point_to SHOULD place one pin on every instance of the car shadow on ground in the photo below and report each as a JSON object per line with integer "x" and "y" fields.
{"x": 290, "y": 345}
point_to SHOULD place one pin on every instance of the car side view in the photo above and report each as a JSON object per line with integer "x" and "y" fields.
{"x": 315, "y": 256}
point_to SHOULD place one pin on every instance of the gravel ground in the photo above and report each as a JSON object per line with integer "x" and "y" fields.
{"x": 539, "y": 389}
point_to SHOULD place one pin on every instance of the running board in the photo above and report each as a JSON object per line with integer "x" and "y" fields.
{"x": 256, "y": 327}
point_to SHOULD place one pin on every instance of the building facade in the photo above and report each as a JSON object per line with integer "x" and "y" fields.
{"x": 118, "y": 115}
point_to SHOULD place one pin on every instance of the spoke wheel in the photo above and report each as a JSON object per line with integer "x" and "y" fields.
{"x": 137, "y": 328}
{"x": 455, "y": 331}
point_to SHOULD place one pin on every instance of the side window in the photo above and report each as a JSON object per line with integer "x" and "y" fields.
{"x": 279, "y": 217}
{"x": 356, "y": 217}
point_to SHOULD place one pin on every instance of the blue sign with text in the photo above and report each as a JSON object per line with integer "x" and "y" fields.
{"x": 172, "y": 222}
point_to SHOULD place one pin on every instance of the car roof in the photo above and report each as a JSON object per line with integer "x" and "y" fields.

• • •

# Problem to work on
Return, word for word, each line from the one that contains "point_to SHOULD place one pin on every instance of the building" through the end of the listing above.

# Response
point_to SHOULD place one pin on every instance of the building facade in the photo above and report each as a JSON object per line with integer "x" and "y" fields.
{"x": 118, "y": 115}
point_to SHOULD place one pin on every instance of the spoke wheel in the photo above and report each as a JSON object per line with integer "x" and "y" fields.
{"x": 137, "y": 328}
{"x": 455, "y": 331}
point_to SHOULD place one pin on every instance of the side window in the photo above and report each as a JSON object per line with integer "x" and "y" fields.
{"x": 279, "y": 217}
{"x": 356, "y": 217}
point_to SHOULD place one pin on every instance of the blue sign with text in the photo above and report each as a JSON object per line with integer "x" and "y" fields.
{"x": 172, "y": 222}
point_to SHOULD place one pin on every instance of the car roof in the photo above and report each as a JSON object per line with integer "x" and "y" fields.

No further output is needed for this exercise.